Create models with Automated ML (preview)

Automated Machine Learning (AutoML) encompasses a set of techniques and tools designed to streamline the process of training and optimizing machine learning models with minimal human intervention. The primary objective of AutoML is to simplify and accelerate the selection of the most suitable machine learning model and hyperparameters for a given dataset, a task that typically demands considerable expertise and computational resources. Within the Fabric framework, data scientists can leverage the flaml.AutoML module to automate various aspects of their machine learning workflows.

In this article, we will delve into the process of generating AutoML trials directly from code using a Spark dataset. Additionally, we will explore methods for converting this data into a Pandas dataframe and discuss techniques for parallelizing your experimentation trials.

Important

This feature is in preview.

▶ ENTRIES SUPPLIED:
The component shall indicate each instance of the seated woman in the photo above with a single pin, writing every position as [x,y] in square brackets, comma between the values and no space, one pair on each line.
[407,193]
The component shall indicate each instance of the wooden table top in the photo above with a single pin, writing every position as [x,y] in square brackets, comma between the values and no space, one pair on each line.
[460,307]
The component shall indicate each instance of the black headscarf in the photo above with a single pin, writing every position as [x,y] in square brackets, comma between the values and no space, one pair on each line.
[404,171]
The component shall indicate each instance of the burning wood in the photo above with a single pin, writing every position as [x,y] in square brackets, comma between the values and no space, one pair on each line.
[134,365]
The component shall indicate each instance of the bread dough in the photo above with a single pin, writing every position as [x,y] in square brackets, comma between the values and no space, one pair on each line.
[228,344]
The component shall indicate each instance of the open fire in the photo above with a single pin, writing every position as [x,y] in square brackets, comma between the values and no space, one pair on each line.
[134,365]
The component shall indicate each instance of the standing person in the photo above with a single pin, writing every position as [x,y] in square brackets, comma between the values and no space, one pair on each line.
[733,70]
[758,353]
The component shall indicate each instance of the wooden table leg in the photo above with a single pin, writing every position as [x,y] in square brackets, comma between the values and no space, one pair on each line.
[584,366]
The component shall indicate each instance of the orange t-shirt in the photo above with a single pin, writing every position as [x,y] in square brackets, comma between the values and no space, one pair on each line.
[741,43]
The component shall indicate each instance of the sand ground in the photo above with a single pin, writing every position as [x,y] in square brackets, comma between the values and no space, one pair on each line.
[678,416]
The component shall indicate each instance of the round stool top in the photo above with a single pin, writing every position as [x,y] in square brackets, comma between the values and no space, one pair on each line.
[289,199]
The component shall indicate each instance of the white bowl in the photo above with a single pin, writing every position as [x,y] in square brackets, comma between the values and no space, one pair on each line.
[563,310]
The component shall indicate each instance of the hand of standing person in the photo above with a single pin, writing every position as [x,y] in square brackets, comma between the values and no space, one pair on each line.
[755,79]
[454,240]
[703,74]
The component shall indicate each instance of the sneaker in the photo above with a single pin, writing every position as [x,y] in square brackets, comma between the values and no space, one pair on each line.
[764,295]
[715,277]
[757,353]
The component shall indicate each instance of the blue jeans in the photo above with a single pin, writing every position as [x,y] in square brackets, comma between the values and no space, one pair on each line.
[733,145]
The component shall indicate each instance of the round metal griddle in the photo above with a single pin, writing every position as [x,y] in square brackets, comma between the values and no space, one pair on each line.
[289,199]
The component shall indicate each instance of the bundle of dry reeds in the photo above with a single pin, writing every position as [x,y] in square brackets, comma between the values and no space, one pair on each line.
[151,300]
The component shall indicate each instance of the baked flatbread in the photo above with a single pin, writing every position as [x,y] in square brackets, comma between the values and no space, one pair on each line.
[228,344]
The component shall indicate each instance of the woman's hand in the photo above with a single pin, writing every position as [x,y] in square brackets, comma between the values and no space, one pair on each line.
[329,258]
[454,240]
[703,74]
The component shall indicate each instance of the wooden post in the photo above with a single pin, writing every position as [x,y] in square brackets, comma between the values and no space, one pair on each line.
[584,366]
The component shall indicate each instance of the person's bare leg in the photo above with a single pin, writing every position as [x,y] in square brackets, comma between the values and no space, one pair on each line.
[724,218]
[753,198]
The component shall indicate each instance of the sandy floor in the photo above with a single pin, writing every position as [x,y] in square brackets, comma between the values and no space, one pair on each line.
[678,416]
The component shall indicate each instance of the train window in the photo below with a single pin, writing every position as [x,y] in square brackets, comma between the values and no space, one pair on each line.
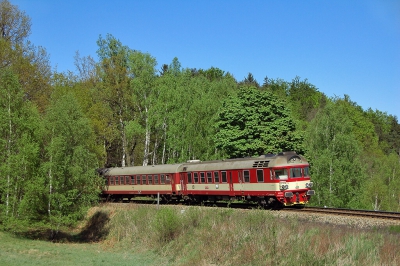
[202,177]
[246,176]
[281,174]
[295,172]
[216,177]
[223,175]
[260,175]
[209,177]
[306,171]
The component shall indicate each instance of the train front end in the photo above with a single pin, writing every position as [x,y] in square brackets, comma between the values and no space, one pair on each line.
[291,175]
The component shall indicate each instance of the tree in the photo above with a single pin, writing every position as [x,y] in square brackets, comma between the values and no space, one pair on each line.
[114,96]
[255,123]
[70,180]
[20,130]
[143,69]
[15,26]
[30,63]
[249,81]
[335,153]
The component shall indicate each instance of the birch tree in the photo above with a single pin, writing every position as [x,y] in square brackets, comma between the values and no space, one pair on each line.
[335,154]
[19,146]
[71,182]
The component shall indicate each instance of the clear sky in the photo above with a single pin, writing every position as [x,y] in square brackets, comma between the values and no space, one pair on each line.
[341,47]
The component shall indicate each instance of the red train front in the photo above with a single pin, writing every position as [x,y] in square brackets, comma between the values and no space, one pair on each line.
[271,180]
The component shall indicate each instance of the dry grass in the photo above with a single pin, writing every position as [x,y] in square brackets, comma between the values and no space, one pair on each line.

▶ EXERCISES TO COMPLETE:
(A) In the AutoML page, which module can data scientists use within Fabric to automate parts of their machine learning workflows?
(B) Shorten the paragraph of the AutoML page that begins "Automated Machine Learning (AutoML) encompasses" into a bulleted list that keeps its main facts.
(C) Repeat the AutoML page word for word between "Create models with" and "machine learning workflows.", inclusive.

▶ SOLUTIONS:
(A) The flaml.AutoML module.

(B)
- AutoML is a set of techniques and tools that streamline training and optimizing machine learning models with minimal human intervention.
- Its main goal is to simplify and speed up choosing the best model and hyperparameters for a dataset, a task that usually needs much expertise and computing power.
- In Fabric, data scientists can use the flaml.AutoML module to automate parts of their machine learning workflows.

(C)
Create models with Automated ML (preview)

Automated Machine Learning (AutoML) encompasses a set of techniques and tools designed to streamline the process of training and optimizing machine learning models with minimal human intervention. The primary objective of AutoML is to simplify and accelerate the selection of the most suitable machine learning model and hyperparameters for a given dataset, a task that typically demands considerable expertise and computational resources. Within the Fabric framework, data scientists can leverage the flaml.AutoML module to automate various aspects of their machine learning workflows.